* **Prompt**
Copy the lines in the stretch from the one containing "Find the green and" through the one containing "MULTIPOLYGON (((29 3, 30", swapping every "exterior ring" for "outer ring" and leaving the rest untouched. Give back only those lines.

* * * * *

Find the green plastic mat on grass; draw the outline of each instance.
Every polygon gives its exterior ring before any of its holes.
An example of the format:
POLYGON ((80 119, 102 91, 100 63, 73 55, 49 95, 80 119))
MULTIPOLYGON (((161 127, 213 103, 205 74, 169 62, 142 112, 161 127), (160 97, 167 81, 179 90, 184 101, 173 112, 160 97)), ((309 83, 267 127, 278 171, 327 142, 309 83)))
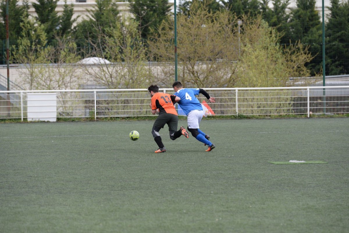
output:
POLYGON ((268 162, 274 164, 327 164, 327 162, 324 161, 304 161, 304 162, 290 162, 289 161, 281 162, 268 162))

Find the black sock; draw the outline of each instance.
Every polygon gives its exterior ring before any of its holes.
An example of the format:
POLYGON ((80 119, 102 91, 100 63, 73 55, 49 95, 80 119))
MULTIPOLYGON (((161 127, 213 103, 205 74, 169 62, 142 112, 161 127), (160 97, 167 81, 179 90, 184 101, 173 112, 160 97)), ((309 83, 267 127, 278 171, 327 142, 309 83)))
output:
POLYGON ((165 147, 165 146, 164 146, 164 144, 162 144, 162 141, 161 140, 161 137, 160 136, 156 136, 154 137, 154 140, 155 141, 155 142, 156 143, 156 144, 157 144, 158 146, 159 146, 159 148, 160 149, 162 149, 165 147))

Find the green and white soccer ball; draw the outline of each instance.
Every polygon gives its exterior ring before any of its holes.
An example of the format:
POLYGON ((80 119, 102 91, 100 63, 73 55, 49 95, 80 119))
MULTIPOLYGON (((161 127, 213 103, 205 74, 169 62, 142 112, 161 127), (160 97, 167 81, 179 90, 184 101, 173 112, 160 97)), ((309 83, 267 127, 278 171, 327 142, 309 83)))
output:
POLYGON ((133 141, 135 141, 139 138, 139 133, 138 131, 133 130, 130 132, 130 139, 133 141))

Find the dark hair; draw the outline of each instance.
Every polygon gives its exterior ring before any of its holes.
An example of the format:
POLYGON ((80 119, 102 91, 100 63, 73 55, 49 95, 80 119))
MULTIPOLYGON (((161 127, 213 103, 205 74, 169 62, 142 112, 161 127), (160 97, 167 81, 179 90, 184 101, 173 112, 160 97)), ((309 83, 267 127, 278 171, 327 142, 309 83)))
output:
POLYGON ((172 87, 175 87, 177 88, 183 87, 182 84, 179 81, 176 81, 172 84, 172 87))
POLYGON ((157 85, 151 85, 148 88, 148 90, 149 92, 151 91, 155 93, 159 92, 159 87, 157 85))

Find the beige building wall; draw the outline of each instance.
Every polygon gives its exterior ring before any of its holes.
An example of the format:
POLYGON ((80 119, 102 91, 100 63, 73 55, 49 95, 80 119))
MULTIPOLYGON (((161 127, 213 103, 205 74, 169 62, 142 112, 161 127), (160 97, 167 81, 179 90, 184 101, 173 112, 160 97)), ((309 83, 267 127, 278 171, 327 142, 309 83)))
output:
MULTIPOLYGON (((29 3, 30 8, 29 10, 29 14, 33 16, 36 16, 36 13, 35 9, 33 7, 31 3, 32 2, 37 3, 37 1, 35 0, 30 0, 29 3)), ((95 0, 76 0, 75 1, 67 1, 67 4, 70 5, 72 4, 74 5, 74 11, 72 19, 76 18, 79 16, 80 16, 78 22, 81 21, 84 18, 87 18, 89 17, 89 14, 87 11, 88 10, 92 10, 94 7, 96 7, 96 3, 95 0)), ((132 14, 129 12, 129 4, 127 1, 117 2, 117 5, 118 6, 118 9, 120 13, 124 15, 128 16, 131 16, 132 14)), ((58 13, 58 15, 62 14, 65 4, 64 1, 62 0, 59 1, 57 2, 57 7, 56 11, 58 13)), ((76 22, 75 22, 75 24, 76 22)))

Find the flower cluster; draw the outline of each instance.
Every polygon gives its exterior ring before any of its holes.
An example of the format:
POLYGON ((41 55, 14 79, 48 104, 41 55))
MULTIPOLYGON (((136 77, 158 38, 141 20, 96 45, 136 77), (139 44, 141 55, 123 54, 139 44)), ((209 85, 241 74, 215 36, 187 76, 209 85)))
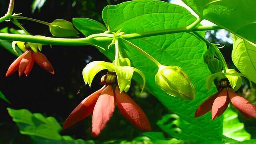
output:
POLYGON ((73 110, 65 121, 63 129, 92 114, 92 134, 96 137, 111 118, 116 104, 124 116, 138 128, 151 130, 148 118, 142 110, 117 84, 115 72, 109 72, 102 77, 104 86, 86 97, 73 110))
POLYGON ((195 113, 195 117, 201 116, 211 110, 212 119, 214 120, 224 112, 231 102, 246 118, 256 118, 256 106, 233 92, 228 80, 222 79, 219 84, 220 90, 199 106, 195 113))

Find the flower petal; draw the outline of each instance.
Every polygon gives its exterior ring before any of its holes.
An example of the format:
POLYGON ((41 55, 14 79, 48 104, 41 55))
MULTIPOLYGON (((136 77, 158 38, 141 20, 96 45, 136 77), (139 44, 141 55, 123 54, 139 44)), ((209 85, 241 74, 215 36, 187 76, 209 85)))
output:
POLYGON ((47 70, 52 74, 54 74, 53 68, 47 60, 47 58, 40 52, 33 52, 33 56, 36 62, 44 70, 47 70))
POLYGON ((27 54, 28 52, 28 51, 26 51, 23 54, 17 58, 17 59, 16 59, 16 60, 15 60, 12 63, 12 64, 11 64, 11 65, 10 66, 10 67, 9 67, 9 68, 8 68, 8 70, 7 70, 7 72, 6 72, 6 74, 5 76, 8 76, 11 75, 19 69, 19 66, 20 65, 20 63, 21 60, 23 58, 23 57, 24 57, 26 54, 27 54))
POLYGON ((115 94, 117 106, 124 116, 139 129, 151 130, 147 116, 132 99, 124 92, 120 93, 118 86, 116 88, 115 94))
POLYGON ((108 85, 97 101, 92 114, 92 134, 97 136, 105 128, 115 109, 113 88, 108 85))
POLYGON ((255 105, 230 90, 228 90, 228 96, 233 105, 238 110, 256 118, 256 106, 255 105))
POLYGON ((217 116, 222 115, 228 108, 229 99, 228 91, 224 88, 218 95, 212 108, 212 119, 214 120, 217 116))
POLYGON ((28 65, 30 61, 32 58, 32 51, 29 50, 26 55, 20 61, 20 66, 19 66, 19 76, 21 77, 23 74, 26 69, 27 66, 28 65))
POLYGON ((27 76, 28 74, 29 74, 29 73, 31 71, 32 68, 33 68, 33 66, 34 66, 34 58, 33 57, 32 57, 30 60, 29 61, 29 63, 28 63, 28 66, 27 66, 27 67, 26 68, 25 72, 24 72, 24 73, 25 73, 25 74, 26 74, 26 76, 27 76))
POLYGON ((64 122, 62 129, 73 125, 92 113, 97 100, 105 88, 106 86, 104 86, 102 88, 83 100, 68 116, 64 122))
POLYGON ((212 110, 213 102, 220 92, 220 90, 213 94, 201 104, 200 106, 197 108, 196 111, 195 118, 198 118, 201 116, 212 110))

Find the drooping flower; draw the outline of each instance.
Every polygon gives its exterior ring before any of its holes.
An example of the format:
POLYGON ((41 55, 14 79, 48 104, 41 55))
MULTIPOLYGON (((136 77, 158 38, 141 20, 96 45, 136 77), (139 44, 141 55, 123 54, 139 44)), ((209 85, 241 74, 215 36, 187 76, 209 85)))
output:
POLYGON ((73 110, 64 123, 63 129, 92 114, 92 134, 96 137, 111 118, 116 104, 124 116, 138 128, 151 130, 145 113, 130 96, 124 92, 120 92, 118 85, 116 84, 116 76, 113 77, 113 73, 110 74, 102 78, 102 83, 105 84, 102 88, 86 98, 73 110))
POLYGON ((256 106, 234 92, 230 88, 226 79, 222 79, 220 90, 203 102, 197 108, 195 117, 198 118, 212 110, 212 119, 214 120, 226 110, 230 102, 247 118, 256 118, 256 106))
POLYGON ((46 57, 39 52, 35 52, 32 50, 26 50, 12 63, 9 67, 6 76, 8 76, 18 70, 19 76, 24 74, 28 76, 35 62, 41 68, 52 74, 54 71, 52 66, 46 57))

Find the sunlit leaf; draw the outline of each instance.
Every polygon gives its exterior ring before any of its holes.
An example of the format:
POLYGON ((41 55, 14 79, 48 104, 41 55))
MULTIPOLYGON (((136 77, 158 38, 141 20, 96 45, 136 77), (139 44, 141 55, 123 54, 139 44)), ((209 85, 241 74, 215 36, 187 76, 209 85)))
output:
POLYGON ((104 25, 90 18, 74 18, 73 19, 73 24, 86 36, 92 34, 103 33, 107 30, 104 25))
POLYGON ((237 113, 229 107, 224 114, 224 135, 239 141, 250 139, 250 134, 244 129, 244 124, 239 122, 237 113))
POLYGON ((256 83, 256 44, 234 36, 232 60, 241 72, 256 83))
MULTIPOLYGON (((196 20, 183 7, 151 0, 129 1, 115 6, 108 6, 103 10, 102 17, 109 30, 116 32, 122 28, 122 31, 126 34, 184 27, 196 20)), ((203 36, 203 33, 200 34, 203 36)), ((183 101, 166 94, 154 82, 158 67, 136 49, 124 44, 129 50, 125 49, 122 49, 122 51, 130 60, 132 66, 145 74, 147 90, 178 114, 181 119, 189 124, 188 126, 181 128, 183 134, 173 132, 170 134, 172 136, 183 140, 220 140, 222 137, 221 117, 214 121, 209 114, 197 119, 194 117, 200 104, 216 91, 214 88, 208 91, 204 85, 204 78, 210 74, 202 57, 206 50, 205 44, 186 33, 130 40, 162 64, 182 68, 194 85, 196 93, 196 99, 193 101, 183 101), (214 131, 212 130, 213 129, 214 131)), ((113 60, 113 48, 101 52, 110 60, 113 60)))

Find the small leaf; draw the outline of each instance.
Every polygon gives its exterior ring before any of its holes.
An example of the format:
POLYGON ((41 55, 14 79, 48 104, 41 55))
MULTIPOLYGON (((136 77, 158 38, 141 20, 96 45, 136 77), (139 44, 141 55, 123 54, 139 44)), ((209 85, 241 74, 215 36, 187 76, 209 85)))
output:
POLYGON ((239 141, 250 140, 251 135, 244 129, 244 124, 240 122, 237 114, 230 107, 224 112, 223 135, 239 141))
POLYGON ((31 113, 27 110, 7 108, 10 115, 20 128, 20 133, 51 140, 61 140, 61 127, 53 117, 46 118, 40 114, 31 113))
POLYGON ((9 104, 11 104, 10 101, 6 98, 5 96, 4 96, 4 94, 3 94, 0 91, 0 98, 8 102, 9 104))
POLYGON ((256 83, 256 44, 234 36, 232 60, 239 71, 256 83))
POLYGON ((103 33, 107 30, 103 24, 90 18, 74 18, 73 19, 73 24, 86 36, 92 34, 103 33))
POLYGON ((105 69, 108 69, 110 71, 114 71, 114 66, 112 63, 103 61, 94 61, 90 63, 83 70, 83 77, 85 84, 88 84, 90 87, 93 78, 97 73, 105 69))
POLYGON ((132 82, 134 72, 133 68, 129 66, 116 66, 114 68, 120 92, 124 90, 127 92, 132 82))
POLYGON ((57 37, 77 36, 79 34, 72 23, 62 19, 55 20, 49 26, 52 34, 57 37))

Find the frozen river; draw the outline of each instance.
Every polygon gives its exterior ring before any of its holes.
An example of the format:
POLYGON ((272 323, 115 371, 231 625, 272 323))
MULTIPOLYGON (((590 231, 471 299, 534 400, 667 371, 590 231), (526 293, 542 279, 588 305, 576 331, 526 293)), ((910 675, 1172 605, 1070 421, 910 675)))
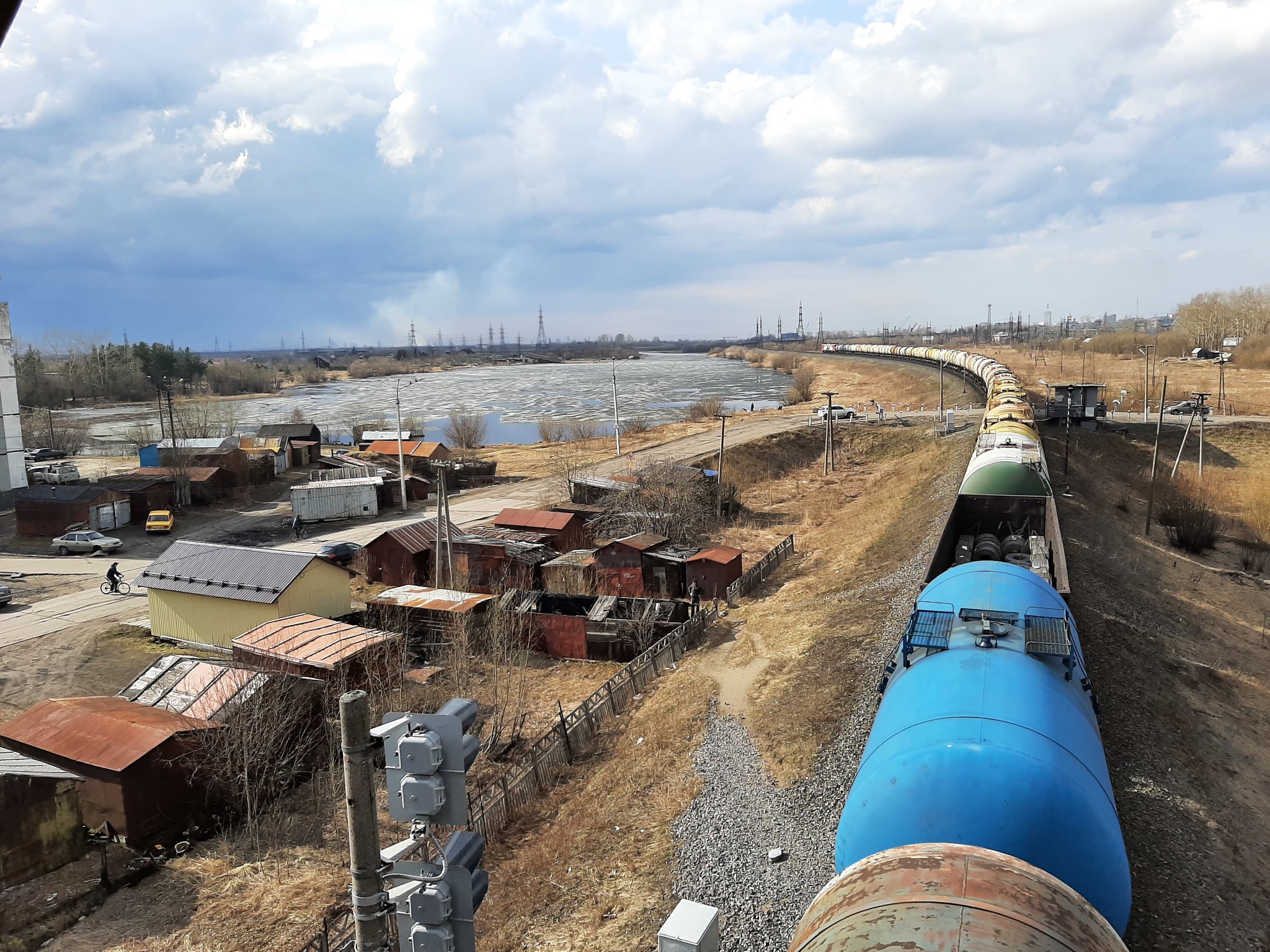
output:
MULTIPOLYGON (((644 354, 617 362, 617 399, 622 419, 650 423, 678 419, 678 410, 718 396, 732 409, 776 406, 785 399, 787 374, 705 354, 644 354)), ((606 363, 464 367, 410 377, 371 377, 290 387, 268 397, 232 404, 239 429, 288 420, 300 410, 324 433, 347 434, 353 424, 382 421, 395 429, 394 402, 401 386, 401 415, 427 420, 429 438, 439 434, 452 411, 485 416, 489 443, 533 443, 537 420, 612 421, 613 378, 606 363)), ((138 407, 85 411, 93 434, 107 437, 137 420, 138 407), (113 418, 113 419, 112 419, 113 418)), ((142 411, 144 414, 144 411, 142 411)))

* * * * *

* **Result for this task**
Find the green and white soccer ball; draw the outline of each instance.
Every polygon gives its outer ring before any of its holes.
An example of the format:
POLYGON ((80 119, 102 91, 100 63, 73 55, 49 95, 80 119))
MULTIPOLYGON (((161 127, 213 103, 205 74, 169 62, 142 112, 161 127), (160 97, 167 81, 179 90, 184 101, 173 112, 160 97)), ((309 83, 267 127, 278 171, 327 142, 309 83)))
output:
POLYGON ((133 141, 135 141, 139 138, 139 133, 138 131, 133 130, 130 132, 130 139, 133 141))

Find the dark hair; draw the outline of each instance.
Every polygon gives its outer ring before any of its holes.
An example of the format:
POLYGON ((80 119, 102 91, 100 63, 73 55, 49 95, 80 119))
MULTIPOLYGON (((161 127, 213 103, 205 74, 169 62, 142 112, 161 127), (160 97, 167 81, 179 90, 184 101, 173 112, 160 97)), ((309 83, 267 127, 278 171, 327 142, 309 83)))
output:
POLYGON ((172 87, 175 87, 177 88, 183 87, 182 84, 179 81, 176 81, 172 84, 172 87))
POLYGON ((157 85, 151 85, 148 88, 148 90, 149 92, 151 91, 155 93, 159 92, 159 87, 157 85))

Find the beige building wall; draw the outline of each instance.
Every polygon gives its outer ring before any of its holes.
An example of the format:
POLYGON ((80 119, 102 91, 100 63, 73 55, 49 95, 80 119))
MULTIPOLYGON (((161 127, 213 103, 205 74, 169 62, 142 112, 161 127), (160 97, 167 81, 179 90, 184 101, 173 112, 160 97)), ((309 83, 267 127, 278 171, 327 142, 309 83)))
output:
MULTIPOLYGON (((29 3, 30 8, 29 10, 29 14, 33 16, 36 16, 36 13, 35 9, 33 7, 31 3, 32 2, 37 3, 37 1, 35 0, 30 0, 29 3)), ((95 0, 76 0, 75 1, 67 1, 67 4, 70 5, 72 4, 74 5, 74 11, 72 19, 76 18, 79 16, 80 16, 78 22, 81 21, 84 18, 87 18, 89 17, 89 14, 87 11, 88 10, 92 10, 94 7, 96 7, 96 3, 95 0)), ((132 14, 129 12, 129 4, 127 1, 117 2, 117 5, 118 6, 118 9, 120 13, 124 15, 128 16, 131 16, 132 14)), ((58 13, 58 15, 62 14, 65 4, 64 1, 62 0, 59 1, 57 2, 57 7, 56 11, 58 13)), ((76 22, 75 22, 75 24, 76 22)))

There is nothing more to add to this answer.